Work task: After locating the line containing "Tag one point", transcribe that line and all following lines exactly, stopping only at the end of the records.

Data provided:

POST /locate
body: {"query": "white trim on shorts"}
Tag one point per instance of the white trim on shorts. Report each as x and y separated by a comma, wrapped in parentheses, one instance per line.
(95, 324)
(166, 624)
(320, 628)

Response for this exercise:
Tag one point per instance of the white trim on shorts. Report each as x and y separated by a comma, wrapped in parentheses, one instance per line.
(95, 324)
(166, 624)
(320, 628)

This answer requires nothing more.